Menulis sejarah dalam praktiknya ternyata tidak jauh berbeda dengan

menulis satra. Yang berbeda adalah muatan fakta dan rekaan di dalamnya. Sejarah

tentu memuat lebih banyak fakta ketimbang rekaan. Sedangkan sastra merupakan

kebalikannya yang lebih mengutamakan rekaan daripada fakta. Meski demikian,

tidak menutup kemungkinan dalam sebuah karya sejarah terdapat unsur rekaan

dalam jumlah yang banyak atu pun di dalam sebuah karya sastra terdapat informasi

faktual yang lebih dominan. Teeuw menyimpulkan masalah fakta dan rekaan ini

dengan menyatakan bahwa baik karya sastra atau pun tulisan sejarah harus

mengandung kedua-duanya (fakta dan rekaan). Perpaduan antara fakta dan rekaan

dalam karya sastra juga penting bagi pembaca. Dia harus sadar bahwa membaca

karya sastra mengharuskan dia untuk memperpadukan aktivitas mimetik dan kreatif.

Pemberian makna pada karya sastra berarti perjalanan bolak-balik yang tak berakhir

antara dunia kenyataan dan dunia khayalan (2015:189-190)

2.2.3 Wacana

Sebagai karya seni naratif, selain memiliki cerita tentu novel dan film juga

mengandung wacana. Menurut Foucault (dalam Susanto 2015:859-860), wacana

dipahami sebagai batasan wilayah dari pengetahuan sosial ataupun sebuah sistem

pernyataan yang mana dunia dapat diketahui melaluinya. Wacana itu tersusun dari

tanda-tanda dan praktik menggerakkan atau mengatur eksistensi sosial dan komplek

25

sosial. Wacana tidak hanya sekadar membicarakan sesuatu yang berada saja, tetapi

dunia melalui wacana menunjukkan bahwa pembicara dan pendengar sampai pada

pemahaman tentang diri mereka, hubungan satu dengan yang lain, dan konstruksi

mereka berada atau tempat mereka berada. Wacana tidak hanya berupa tanda, tetapi

juga aturan dan pengandaian yang memberikan peluang tentang dihasilkannya

pernyataan tentang keberadaan dan reproduksi sosial. Wacana itu sendiri hakikatnya

berhubungan dengan kekuasaan atau kekuatan. Jadi, terdapat hubungan antara

pernyataan dan pengetahuan, dengan kuasa. Kekuasaan menjadi penentu pernyataan

dan pengetahuan yang diproduksi sehingga kuasa itu mewakili benar dan salah.

Yang Harus Dikerjakan:
Salin kembali teks terpilih, mulai dari bagian yang memuat "dalam jumlah yang" dan berhenti setelah "mimetik dan kreatif.". Dalam salinan itu, ganti "rekaan" dengan "fiksi".

Data yang Diberikan:
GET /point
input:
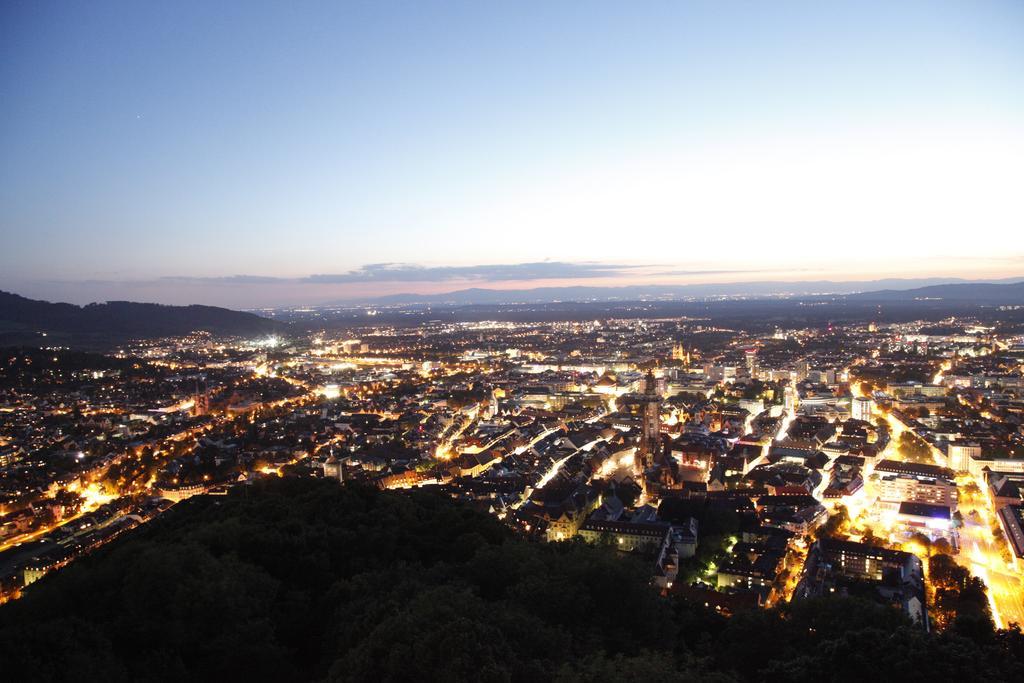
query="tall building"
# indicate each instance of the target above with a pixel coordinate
(201, 399)
(862, 409)
(650, 439)
(961, 454)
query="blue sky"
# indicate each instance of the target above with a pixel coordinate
(250, 154)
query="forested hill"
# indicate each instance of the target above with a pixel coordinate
(304, 580)
(23, 319)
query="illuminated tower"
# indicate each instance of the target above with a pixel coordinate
(201, 399)
(752, 360)
(650, 438)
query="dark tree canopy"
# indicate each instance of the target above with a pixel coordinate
(298, 580)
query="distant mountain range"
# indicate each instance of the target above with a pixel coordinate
(980, 293)
(890, 289)
(23, 319)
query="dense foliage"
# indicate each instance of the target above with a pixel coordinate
(296, 580)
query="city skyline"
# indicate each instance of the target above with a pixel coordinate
(257, 156)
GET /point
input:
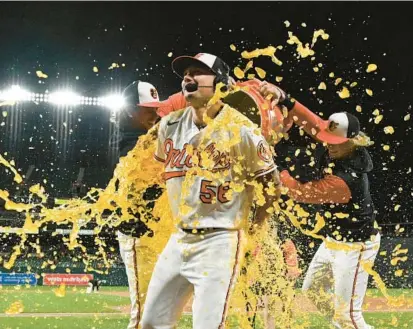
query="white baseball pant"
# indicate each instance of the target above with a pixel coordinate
(206, 265)
(337, 274)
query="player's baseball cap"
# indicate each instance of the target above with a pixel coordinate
(141, 93)
(339, 128)
(211, 62)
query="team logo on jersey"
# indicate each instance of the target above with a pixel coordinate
(264, 152)
(154, 93)
(333, 125)
(180, 158)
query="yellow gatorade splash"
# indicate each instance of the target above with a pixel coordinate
(262, 271)
(269, 51)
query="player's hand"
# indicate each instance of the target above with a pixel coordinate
(293, 272)
(231, 83)
(271, 92)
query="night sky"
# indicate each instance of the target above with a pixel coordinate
(66, 40)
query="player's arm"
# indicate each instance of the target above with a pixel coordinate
(271, 189)
(159, 131)
(330, 189)
(297, 112)
(260, 167)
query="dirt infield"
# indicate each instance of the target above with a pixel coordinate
(303, 305)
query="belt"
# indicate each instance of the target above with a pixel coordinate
(201, 230)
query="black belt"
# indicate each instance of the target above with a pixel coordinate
(201, 230)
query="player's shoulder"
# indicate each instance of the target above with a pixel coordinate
(173, 117)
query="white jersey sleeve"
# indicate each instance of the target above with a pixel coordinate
(160, 151)
(258, 159)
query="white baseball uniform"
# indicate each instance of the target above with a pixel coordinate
(337, 268)
(128, 247)
(205, 264)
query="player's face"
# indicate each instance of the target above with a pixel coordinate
(147, 117)
(340, 151)
(204, 78)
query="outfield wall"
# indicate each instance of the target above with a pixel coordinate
(117, 277)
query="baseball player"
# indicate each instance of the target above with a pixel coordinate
(138, 116)
(203, 256)
(352, 240)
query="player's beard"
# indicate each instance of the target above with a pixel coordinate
(197, 100)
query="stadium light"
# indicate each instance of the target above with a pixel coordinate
(14, 94)
(65, 98)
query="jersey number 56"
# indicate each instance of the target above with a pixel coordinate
(209, 192)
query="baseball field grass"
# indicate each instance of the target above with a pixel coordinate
(48, 308)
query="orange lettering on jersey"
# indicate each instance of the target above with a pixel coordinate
(179, 158)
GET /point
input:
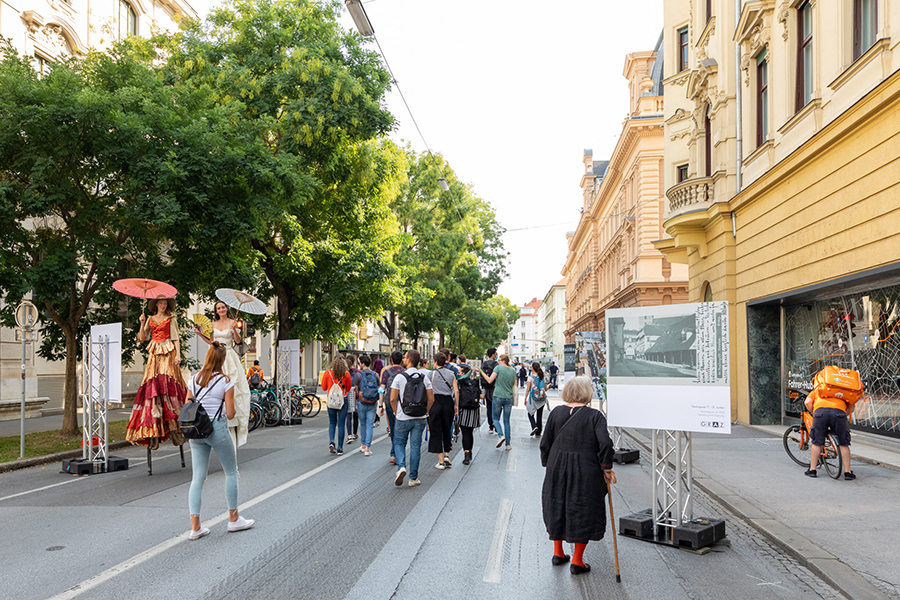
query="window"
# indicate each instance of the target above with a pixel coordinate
(127, 20)
(865, 22)
(762, 99)
(804, 55)
(682, 49)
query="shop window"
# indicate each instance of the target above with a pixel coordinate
(865, 24)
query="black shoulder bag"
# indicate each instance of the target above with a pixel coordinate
(193, 420)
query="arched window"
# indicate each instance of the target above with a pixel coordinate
(127, 20)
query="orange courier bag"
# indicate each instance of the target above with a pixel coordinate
(844, 384)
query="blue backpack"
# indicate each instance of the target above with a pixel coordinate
(368, 386)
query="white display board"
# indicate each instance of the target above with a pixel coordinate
(668, 367)
(113, 359)
(292, 346)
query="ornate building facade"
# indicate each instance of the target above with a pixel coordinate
(782, 128)
(611, 261)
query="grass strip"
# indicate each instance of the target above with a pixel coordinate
(41, 443)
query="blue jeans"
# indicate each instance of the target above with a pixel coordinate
(504, 406)
(220, 441)
(392, 420)
(412, 429)
(337, 418)
(366, 421)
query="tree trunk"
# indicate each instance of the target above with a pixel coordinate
(70, 402)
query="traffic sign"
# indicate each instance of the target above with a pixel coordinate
(26, 314)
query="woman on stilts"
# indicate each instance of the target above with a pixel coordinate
(577, 451)
(158, 402)
(226, 333)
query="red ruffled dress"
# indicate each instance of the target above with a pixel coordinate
(157, 405)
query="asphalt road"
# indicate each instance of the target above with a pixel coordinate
(332, 527)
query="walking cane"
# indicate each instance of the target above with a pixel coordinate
(612, 518)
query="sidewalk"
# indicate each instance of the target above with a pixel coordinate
(844, 531)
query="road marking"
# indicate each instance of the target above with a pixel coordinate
(100, 578)
(511, 460)
(46, 487)
(498, 545)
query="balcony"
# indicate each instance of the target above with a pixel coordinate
(690, 195)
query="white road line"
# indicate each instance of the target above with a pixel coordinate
(495, 558)
(46, 487)
(100, 578)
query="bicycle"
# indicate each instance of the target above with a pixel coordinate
(797, 442)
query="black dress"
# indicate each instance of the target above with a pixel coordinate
(574, 487)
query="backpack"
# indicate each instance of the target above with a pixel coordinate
(469, 393)
(843, 384)
(368, 387)
(335, 398)
(414, 401)
(487, 369)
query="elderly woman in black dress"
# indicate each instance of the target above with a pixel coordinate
(578, 453)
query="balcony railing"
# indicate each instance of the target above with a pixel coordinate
(693, 194)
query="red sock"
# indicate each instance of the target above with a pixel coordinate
(578, 555)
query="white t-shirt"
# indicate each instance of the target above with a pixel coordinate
(212, 399)
(400, 385)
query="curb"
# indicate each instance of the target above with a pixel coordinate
(48, 458)
(821, 562)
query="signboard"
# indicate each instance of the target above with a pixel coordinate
(668, 367)
(113, 367)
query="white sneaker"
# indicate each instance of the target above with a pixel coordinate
(240, 525)
(401, 473)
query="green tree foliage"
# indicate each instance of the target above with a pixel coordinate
(323, 236)
(451, 254)
(95, 166)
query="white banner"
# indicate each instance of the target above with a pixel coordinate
(668, 367)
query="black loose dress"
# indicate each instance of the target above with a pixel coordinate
(574, 487)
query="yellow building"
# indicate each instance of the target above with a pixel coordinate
(792, 216)
(611, 261)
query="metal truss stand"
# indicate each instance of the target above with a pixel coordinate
(670, 521)
(95, 430)
(621, 455)
(283, 358)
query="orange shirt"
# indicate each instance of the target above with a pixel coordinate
(328, 380)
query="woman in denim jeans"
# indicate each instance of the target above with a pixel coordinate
(215, 391)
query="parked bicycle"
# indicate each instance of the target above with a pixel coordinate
(797, 443)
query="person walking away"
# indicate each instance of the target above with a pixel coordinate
(255, 376)
(504, 379)
(337, 418)
(387, 379)
(411, 399)
(535, 398)
(215, 392)
(353, 397)
(442, 411)
(469, 417)
(487, 393)
(577, 452)
(367, 402)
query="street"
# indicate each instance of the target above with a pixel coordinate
(336, 527)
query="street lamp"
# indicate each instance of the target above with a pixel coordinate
(360, 19)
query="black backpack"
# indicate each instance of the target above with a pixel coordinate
(414, 401)
(469, 393)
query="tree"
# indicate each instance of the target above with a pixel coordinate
(95, 163)
(324, 237)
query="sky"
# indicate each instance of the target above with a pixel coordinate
(511, 93)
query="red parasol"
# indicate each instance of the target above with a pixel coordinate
(144, 288)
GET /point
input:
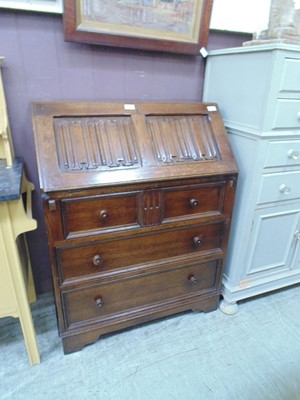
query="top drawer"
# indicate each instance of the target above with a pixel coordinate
(88, 215)
(290, 81)
(283, 153)
(195, 199)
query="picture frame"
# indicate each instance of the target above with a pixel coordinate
(177, 26)
(50, 6)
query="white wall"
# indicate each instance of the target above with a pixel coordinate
(240, 15)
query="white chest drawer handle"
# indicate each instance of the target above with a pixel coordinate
(297, 235)
(294, 154)
(285, 189)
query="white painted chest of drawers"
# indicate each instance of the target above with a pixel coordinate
(258, 92)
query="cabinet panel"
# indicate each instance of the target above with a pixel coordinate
(290, 81)
(272, 243)
(279, 187)
(283, 153)
(287, 114)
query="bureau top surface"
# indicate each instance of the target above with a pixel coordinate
(83, 145)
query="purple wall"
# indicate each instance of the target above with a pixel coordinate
(39, 65)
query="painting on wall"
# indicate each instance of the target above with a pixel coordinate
(162, 25)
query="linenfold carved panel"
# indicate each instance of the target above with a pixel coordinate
(93, 143)
(182, 138)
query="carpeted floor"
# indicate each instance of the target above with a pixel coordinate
(252, 355)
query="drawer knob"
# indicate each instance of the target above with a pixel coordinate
(97, 260)
(285, 189)
(99, 301)
(194, 202)
(197, 241)
(192, 279)
(104, 214)
(294, 154)
(297, 235)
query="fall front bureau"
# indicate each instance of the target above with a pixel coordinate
(138, 201)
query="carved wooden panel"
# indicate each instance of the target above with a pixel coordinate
(182, 139)
(94, 143)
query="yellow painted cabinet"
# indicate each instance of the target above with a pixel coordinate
(16, 282)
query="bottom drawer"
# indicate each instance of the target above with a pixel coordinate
(99, 302)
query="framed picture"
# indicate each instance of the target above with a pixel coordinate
(178, 26)
(51, 6)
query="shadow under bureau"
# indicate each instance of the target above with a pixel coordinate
(138, 201)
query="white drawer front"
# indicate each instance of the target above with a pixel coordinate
(287, 114)
(283, 153)
(279, 186)
(290, 81)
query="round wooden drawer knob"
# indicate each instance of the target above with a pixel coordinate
(97, 260)
(197, 241)
(192, 279)
(99, 301)
(104, 215)
(194, 203)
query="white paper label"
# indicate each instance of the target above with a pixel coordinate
(211, 108)
(129, 107)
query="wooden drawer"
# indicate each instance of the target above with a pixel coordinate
(283, 153)
(128, 296)
(290, 81)
(191, 200)
(287, 114)
(88, 215)
(103, 257)
(279, 186)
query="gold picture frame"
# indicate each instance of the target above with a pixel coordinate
(178, 26)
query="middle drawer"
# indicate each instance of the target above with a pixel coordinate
(105, 256)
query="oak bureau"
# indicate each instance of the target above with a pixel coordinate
(138, 201)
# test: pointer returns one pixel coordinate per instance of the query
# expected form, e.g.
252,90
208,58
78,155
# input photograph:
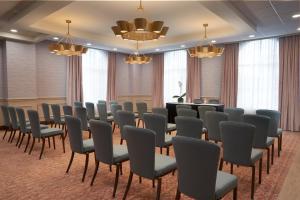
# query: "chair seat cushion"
51,132
225,183
163,165
120,153
88,145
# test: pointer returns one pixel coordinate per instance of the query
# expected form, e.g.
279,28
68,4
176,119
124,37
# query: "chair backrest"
34,123
103,142
187,112
56,113
80,113
237,138
213,120
275,117
161,111
102,110
90,108
75,134
234,114
5,114
189,126
125,118
68,110
141,150
202,110
22,119
46,112
262,125
158,124
13,117
197,163
128,106
78,104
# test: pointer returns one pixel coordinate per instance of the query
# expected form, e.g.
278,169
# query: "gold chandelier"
140,29
66,47
137,58
208,51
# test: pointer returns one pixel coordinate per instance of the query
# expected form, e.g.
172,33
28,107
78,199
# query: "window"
258,74
175,72
94,75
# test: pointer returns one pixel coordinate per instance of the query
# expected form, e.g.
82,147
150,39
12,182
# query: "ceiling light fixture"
208,51
140,29
137,58
66,47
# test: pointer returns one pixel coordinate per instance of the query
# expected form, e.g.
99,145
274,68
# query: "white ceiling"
92,20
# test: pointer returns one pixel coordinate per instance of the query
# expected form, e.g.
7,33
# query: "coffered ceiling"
92,20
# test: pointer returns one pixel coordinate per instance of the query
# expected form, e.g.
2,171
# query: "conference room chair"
39,133
198,175
141,109
144,162
237,138
163,111
261,139
189,126
46,112
158,124
105,151
125,118
81,114
6,120
114,109
234,114
186,112
275,132
77,144
213,120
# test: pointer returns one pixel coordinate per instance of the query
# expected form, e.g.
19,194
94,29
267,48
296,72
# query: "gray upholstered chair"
163,111
213,120
46,112
6,119
77,144
125,118
144,162
142,109
198,177
261,139
189,126
68,110
237,138
274,132
234,114
103,116
105,151
158,124
186,112
39,133
114,108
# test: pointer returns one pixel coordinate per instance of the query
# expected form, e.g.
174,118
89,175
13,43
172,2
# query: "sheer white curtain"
94,75
258,74
175,73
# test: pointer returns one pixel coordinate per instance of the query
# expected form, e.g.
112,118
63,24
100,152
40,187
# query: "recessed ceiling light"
296,16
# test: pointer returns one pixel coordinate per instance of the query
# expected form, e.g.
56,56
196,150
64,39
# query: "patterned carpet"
24,176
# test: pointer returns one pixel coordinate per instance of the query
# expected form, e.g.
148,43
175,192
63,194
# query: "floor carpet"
24,176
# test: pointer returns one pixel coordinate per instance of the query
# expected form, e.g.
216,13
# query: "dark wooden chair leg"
43,146
70,162
128,185
116,179
85,166
95,171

Hasil Pengerjaan:
dalam jumlah yang banyak atu pun di dalam sebuah karya sastra terdapat informasi

faktual yang lebih dominan. Teeuw menyimpulkan masalah fakta dan fiksi ini

dengan menyatakan bahwa baik karya sastra atau pun tulisan sejarah harus

mengandung kedua-duanya (fakta dan fiksi). Perpaduan antara fakta dan fiksi

dalam karya sastra juga penting bagi pembaca. Dia harus sadar bahwa membaca

karya sastra mengharuskan dia untuk memperpadukan aktivitas mimetik dan kreatif.